***** Data provided

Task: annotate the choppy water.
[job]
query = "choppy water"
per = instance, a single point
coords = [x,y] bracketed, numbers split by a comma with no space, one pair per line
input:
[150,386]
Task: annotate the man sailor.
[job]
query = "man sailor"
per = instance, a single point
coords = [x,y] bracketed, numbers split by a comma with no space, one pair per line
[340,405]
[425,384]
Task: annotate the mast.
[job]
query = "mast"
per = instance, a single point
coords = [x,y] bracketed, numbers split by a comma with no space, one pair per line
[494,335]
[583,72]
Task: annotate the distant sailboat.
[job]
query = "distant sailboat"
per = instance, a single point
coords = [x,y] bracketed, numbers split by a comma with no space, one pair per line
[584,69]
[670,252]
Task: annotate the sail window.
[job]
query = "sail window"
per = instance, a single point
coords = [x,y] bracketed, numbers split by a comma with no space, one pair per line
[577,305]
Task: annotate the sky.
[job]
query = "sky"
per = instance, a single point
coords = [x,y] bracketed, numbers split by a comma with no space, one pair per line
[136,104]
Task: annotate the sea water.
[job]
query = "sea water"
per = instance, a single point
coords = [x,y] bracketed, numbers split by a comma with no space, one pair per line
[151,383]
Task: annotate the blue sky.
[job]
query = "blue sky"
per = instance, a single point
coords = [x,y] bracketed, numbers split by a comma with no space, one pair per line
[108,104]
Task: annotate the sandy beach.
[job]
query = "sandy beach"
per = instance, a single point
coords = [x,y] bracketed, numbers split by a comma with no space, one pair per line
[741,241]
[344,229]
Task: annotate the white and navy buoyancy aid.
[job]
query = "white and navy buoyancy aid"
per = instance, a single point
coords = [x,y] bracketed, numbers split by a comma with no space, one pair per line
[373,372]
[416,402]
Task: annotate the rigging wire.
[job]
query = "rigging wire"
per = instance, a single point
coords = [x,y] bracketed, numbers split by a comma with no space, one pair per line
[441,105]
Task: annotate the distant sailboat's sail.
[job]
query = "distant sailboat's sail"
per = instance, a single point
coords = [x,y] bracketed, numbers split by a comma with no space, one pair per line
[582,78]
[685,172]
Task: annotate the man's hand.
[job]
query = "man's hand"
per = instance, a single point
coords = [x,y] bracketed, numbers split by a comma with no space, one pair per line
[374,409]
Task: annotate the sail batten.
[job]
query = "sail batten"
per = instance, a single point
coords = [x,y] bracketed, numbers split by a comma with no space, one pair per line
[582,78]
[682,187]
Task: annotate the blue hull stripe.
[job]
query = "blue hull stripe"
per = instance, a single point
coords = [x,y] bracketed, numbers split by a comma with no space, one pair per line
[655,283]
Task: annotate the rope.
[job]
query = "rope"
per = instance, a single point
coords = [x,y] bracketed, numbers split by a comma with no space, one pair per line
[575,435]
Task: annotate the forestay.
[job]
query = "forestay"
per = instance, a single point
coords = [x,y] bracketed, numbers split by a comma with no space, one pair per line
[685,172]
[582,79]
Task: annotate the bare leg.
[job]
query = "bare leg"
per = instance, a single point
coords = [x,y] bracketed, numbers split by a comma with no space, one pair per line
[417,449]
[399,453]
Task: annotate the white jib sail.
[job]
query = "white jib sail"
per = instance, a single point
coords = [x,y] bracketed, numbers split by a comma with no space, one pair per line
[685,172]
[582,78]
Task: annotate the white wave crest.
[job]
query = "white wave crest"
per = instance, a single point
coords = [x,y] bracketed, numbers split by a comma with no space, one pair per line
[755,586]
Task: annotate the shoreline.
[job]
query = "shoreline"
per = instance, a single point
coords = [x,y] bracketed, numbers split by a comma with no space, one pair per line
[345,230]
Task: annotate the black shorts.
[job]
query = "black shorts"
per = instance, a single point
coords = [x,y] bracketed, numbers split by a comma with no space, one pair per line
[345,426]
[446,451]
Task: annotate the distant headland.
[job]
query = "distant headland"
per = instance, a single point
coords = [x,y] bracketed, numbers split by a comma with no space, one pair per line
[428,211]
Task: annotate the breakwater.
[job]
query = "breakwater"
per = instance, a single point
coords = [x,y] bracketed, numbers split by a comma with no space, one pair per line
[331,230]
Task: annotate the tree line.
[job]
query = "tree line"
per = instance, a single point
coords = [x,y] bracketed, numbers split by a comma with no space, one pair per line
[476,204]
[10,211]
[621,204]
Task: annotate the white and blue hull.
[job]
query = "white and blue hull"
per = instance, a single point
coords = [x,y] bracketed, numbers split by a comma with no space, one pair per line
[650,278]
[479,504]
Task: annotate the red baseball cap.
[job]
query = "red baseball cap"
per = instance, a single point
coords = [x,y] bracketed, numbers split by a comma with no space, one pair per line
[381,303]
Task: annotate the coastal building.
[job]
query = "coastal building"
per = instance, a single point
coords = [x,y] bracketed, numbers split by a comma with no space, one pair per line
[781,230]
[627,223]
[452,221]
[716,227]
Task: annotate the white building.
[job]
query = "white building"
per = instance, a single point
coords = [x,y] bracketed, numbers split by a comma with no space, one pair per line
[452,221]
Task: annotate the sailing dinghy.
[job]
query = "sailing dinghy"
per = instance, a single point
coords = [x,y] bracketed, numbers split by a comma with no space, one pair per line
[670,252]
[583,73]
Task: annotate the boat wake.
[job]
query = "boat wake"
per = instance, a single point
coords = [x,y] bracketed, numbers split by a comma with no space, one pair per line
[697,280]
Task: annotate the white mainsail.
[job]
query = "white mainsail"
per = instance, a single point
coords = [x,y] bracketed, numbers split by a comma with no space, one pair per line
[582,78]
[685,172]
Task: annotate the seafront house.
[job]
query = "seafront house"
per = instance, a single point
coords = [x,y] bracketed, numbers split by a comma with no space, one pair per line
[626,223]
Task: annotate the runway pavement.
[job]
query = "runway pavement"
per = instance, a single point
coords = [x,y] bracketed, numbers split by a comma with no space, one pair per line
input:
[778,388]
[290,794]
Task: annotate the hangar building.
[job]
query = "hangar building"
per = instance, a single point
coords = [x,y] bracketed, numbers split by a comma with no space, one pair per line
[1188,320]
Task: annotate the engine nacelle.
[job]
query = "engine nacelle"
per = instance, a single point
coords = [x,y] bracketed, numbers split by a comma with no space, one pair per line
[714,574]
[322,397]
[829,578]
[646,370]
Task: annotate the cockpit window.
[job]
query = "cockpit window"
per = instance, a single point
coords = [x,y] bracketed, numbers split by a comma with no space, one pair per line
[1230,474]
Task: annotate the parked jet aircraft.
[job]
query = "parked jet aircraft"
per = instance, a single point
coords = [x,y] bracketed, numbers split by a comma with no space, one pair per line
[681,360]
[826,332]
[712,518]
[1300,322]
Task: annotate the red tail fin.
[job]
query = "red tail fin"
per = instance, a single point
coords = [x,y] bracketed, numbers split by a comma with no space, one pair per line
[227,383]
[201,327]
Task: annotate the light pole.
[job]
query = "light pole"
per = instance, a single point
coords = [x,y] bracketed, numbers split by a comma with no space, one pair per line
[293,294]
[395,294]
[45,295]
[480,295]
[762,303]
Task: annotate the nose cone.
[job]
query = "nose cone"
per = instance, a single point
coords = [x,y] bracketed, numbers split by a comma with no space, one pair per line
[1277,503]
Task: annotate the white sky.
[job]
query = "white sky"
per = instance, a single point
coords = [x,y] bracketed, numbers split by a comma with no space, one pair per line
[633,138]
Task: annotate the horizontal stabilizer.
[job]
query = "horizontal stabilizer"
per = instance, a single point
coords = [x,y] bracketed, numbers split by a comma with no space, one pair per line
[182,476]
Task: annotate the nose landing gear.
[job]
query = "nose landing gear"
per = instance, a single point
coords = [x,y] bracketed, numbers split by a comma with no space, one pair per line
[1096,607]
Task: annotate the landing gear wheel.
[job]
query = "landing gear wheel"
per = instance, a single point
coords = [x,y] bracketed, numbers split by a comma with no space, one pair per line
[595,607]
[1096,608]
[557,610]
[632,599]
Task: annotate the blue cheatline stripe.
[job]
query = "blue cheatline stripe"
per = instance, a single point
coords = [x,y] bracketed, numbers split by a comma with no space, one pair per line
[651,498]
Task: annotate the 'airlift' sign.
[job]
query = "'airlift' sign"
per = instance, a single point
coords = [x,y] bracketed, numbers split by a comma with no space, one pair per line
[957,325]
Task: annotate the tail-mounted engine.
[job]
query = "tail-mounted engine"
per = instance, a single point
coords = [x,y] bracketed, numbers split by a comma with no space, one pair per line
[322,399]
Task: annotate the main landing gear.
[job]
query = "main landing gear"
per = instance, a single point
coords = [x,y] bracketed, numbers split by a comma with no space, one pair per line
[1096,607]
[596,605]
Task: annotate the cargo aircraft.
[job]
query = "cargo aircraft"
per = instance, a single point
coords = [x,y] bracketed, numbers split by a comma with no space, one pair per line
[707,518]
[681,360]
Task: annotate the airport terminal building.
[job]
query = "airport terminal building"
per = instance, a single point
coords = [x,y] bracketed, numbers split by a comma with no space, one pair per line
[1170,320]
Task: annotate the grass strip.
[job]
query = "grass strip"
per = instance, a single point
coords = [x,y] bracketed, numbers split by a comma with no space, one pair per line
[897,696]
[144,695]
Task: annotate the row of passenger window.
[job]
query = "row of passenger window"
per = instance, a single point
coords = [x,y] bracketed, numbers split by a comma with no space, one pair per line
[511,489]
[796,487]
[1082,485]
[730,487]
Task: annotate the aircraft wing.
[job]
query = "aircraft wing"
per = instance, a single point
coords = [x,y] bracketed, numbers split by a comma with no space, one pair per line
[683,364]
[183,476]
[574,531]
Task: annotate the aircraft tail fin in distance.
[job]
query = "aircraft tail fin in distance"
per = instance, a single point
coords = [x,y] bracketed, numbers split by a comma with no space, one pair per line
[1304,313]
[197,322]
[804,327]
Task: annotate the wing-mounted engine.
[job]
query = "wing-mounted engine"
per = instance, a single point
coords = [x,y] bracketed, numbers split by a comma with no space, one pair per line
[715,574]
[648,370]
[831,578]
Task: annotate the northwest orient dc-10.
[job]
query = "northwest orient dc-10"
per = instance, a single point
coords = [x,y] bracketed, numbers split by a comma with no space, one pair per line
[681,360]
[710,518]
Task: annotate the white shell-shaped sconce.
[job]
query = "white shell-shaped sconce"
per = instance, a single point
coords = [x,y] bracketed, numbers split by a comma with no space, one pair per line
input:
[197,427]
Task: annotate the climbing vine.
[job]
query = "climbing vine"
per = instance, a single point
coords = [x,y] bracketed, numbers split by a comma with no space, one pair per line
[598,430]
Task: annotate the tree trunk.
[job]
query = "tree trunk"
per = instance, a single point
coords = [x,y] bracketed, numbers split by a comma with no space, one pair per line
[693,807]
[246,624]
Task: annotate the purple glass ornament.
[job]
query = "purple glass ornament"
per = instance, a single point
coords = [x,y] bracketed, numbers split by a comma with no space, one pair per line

**********

## Aim:
Print exactly the lines from the one with "Task: annotate the wing-mounted engine." through the end of the data, inclusive.

## Exercise result:
Task: annotate the wing-mounted engine.
[job]
query = "wing-mounted engine"
per = instance, a single point
coords = [x,y] bracketed, numbers split by a comma with no space, one pair per line
[715,574]
[648,370]
[831,578]
Task: annotate the northwest orient dc-10.
[job]
query = "northwest orient dc-10"
per = instance, a single point
coords = [x,y] bracketed, numbers split by a comma with no space, one pair per line
[681,360]
[710,518]
Task: annotate the white shell-shaped sconce.
[job]
query = "white shell-shaped sconce"
per = instance, a single point
coords = [x,y] bracketed, numbers split by a comma with no space, one pair per line
input:
[197,427]
Task: annotate the climbing vine.
[job]
query = "climbing vine"
per = instance, a single point
coords = [x,y] bracketed, numbers split by a comma with no space, one pair per line
[598,430]
Task: annotate the tree trunk.
[job]
query = "tree trunk"
per = instance, a single point
coords = [x,y] bracketed, numbers split by a comma with no space, one pair per line
[693,807]
[246,624]
Task: annotate the purple glass ornament.
[job]
query = "purple glass ornament"
per = instance, a single point
coords = [x,y] bracketed, numbers split by a comma with no space, one pair per line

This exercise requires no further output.